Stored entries
====

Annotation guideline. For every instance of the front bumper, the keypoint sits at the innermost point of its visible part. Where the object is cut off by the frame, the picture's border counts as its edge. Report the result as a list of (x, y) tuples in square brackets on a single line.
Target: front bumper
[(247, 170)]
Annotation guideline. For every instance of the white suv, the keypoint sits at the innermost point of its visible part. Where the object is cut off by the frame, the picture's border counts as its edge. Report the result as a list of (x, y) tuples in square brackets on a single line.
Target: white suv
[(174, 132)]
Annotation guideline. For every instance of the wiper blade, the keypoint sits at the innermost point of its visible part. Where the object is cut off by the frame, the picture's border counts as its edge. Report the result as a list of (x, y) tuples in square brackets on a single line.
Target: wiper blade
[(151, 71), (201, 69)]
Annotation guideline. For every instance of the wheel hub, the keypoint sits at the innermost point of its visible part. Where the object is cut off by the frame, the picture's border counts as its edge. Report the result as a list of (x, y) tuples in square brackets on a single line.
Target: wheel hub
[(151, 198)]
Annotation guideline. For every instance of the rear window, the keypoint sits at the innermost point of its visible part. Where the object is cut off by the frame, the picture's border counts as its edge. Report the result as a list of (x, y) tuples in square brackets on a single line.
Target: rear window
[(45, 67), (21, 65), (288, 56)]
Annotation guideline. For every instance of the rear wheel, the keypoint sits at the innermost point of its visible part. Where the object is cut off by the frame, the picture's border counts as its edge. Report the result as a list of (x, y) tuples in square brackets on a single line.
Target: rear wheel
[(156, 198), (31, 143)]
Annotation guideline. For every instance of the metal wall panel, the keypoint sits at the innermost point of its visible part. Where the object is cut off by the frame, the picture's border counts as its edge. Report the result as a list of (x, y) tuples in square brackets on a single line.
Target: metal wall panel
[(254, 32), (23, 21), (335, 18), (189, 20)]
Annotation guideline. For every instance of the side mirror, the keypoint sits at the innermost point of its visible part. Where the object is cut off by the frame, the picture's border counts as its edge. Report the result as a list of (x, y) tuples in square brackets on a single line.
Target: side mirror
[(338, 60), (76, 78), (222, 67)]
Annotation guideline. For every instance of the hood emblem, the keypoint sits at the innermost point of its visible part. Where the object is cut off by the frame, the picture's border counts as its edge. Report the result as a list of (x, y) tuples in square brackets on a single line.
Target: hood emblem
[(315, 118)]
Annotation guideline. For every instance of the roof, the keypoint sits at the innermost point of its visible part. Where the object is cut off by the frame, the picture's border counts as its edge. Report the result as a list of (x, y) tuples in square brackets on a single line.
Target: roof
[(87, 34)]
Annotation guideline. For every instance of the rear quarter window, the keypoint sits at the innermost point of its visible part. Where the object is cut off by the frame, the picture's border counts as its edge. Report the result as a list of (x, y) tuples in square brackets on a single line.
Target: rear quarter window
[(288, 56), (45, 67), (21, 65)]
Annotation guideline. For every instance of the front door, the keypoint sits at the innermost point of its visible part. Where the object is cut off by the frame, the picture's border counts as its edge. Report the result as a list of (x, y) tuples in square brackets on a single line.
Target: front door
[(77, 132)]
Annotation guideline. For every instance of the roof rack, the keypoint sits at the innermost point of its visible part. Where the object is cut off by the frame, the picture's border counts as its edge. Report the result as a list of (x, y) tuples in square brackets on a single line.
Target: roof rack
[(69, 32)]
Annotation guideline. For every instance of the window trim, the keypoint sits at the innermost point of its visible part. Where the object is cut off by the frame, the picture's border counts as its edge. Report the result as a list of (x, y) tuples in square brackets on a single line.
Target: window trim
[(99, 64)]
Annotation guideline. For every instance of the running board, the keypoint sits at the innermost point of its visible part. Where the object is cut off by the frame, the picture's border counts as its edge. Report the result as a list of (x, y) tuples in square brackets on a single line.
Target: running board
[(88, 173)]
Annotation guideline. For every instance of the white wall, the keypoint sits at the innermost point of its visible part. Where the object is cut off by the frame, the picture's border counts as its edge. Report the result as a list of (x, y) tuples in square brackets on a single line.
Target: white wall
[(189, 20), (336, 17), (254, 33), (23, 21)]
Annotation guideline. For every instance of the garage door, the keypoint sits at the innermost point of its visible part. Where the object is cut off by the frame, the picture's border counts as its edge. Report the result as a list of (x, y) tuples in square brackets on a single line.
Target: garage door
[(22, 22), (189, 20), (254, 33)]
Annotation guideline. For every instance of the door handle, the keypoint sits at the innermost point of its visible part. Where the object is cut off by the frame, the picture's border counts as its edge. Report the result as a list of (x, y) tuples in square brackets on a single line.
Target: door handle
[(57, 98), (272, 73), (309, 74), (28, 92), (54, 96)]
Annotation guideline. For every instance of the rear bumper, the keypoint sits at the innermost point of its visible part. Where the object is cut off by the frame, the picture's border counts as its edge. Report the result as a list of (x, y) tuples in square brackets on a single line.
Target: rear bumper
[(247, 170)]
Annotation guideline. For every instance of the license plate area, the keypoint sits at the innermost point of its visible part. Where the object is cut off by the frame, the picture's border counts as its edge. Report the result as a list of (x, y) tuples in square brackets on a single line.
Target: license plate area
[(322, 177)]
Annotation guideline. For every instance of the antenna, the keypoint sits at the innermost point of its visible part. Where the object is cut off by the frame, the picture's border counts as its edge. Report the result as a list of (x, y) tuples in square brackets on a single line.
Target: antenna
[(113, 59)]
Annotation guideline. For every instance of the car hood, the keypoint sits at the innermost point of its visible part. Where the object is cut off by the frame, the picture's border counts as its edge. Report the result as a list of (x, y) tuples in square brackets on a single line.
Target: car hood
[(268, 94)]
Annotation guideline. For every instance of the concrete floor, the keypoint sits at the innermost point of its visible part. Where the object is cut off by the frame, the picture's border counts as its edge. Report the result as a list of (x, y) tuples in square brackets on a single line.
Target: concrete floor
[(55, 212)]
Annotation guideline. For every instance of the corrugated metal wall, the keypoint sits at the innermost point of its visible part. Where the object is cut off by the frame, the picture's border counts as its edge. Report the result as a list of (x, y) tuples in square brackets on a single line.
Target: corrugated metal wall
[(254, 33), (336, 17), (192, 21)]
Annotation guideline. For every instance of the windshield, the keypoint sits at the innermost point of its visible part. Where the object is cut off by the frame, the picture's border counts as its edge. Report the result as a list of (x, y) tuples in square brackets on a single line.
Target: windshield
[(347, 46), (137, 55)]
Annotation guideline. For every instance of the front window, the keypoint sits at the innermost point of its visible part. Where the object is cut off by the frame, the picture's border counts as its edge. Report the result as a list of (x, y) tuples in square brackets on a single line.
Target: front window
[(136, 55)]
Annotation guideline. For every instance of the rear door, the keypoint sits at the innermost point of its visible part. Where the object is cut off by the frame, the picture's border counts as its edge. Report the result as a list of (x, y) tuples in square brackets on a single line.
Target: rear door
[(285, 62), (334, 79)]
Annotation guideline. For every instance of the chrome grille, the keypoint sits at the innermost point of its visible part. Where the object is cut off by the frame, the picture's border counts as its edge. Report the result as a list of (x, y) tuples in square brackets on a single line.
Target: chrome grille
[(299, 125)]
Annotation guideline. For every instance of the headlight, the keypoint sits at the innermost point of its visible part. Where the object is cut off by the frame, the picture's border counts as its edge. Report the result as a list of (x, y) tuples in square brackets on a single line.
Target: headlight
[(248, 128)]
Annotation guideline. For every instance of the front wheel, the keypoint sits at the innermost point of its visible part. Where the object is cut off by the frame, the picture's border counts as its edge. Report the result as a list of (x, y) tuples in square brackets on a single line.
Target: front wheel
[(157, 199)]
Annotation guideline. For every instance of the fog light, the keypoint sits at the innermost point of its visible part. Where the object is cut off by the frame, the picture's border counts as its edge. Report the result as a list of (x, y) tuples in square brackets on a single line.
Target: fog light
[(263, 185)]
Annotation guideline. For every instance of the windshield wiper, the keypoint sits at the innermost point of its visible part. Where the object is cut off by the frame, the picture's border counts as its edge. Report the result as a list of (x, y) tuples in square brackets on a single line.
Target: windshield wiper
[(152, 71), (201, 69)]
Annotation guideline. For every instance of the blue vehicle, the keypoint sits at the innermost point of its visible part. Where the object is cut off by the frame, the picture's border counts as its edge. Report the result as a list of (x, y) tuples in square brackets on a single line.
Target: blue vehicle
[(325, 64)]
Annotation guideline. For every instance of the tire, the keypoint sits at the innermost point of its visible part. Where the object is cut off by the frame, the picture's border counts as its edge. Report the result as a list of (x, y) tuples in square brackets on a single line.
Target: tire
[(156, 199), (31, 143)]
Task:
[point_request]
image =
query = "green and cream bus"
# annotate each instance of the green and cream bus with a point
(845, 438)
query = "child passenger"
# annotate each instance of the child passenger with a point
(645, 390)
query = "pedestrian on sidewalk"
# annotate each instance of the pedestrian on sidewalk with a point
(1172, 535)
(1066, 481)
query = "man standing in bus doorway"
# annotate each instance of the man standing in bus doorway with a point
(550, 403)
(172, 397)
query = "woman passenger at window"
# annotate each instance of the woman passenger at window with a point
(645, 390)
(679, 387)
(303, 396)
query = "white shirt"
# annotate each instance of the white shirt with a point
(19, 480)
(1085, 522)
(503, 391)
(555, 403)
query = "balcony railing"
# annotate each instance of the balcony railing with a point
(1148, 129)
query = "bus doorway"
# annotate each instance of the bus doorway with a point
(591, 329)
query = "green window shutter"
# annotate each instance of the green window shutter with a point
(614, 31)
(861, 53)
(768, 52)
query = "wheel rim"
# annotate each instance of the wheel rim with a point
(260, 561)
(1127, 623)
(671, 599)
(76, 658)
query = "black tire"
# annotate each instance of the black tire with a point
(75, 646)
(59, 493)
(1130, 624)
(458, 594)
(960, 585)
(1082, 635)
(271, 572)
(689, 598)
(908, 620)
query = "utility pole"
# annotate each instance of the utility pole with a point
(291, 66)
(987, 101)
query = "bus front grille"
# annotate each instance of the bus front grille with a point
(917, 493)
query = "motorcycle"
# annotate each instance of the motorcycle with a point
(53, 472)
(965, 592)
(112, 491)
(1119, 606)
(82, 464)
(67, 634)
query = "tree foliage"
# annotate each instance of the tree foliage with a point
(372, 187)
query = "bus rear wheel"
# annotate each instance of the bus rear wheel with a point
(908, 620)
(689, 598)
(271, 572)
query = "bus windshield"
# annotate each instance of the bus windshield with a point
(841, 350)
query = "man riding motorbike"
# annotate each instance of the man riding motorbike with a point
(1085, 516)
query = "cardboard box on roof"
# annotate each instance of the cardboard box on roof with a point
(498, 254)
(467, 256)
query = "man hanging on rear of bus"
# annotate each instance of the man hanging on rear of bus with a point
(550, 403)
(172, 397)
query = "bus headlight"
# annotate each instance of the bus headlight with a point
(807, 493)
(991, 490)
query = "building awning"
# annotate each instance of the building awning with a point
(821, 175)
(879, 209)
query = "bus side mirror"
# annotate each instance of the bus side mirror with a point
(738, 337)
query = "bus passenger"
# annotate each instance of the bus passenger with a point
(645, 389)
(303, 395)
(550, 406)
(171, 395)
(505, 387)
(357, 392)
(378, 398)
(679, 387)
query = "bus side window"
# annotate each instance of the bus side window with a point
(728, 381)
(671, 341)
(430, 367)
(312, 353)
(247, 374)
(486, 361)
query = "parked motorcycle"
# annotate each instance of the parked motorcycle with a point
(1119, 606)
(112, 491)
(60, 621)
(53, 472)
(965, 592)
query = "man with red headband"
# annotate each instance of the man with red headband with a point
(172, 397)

====

Pull out every line of the records above that contains the string "passenger", and note that case counts.

● **FINISHED ANSWER**:
query = "child passenger"
# annotate each instance of the child passenger with a point
query = "woman passenger at window"
# annotate each instance of the woman passenger at window with a point
query = "bus passenger"
# annotate each instance of the bus passenger with a point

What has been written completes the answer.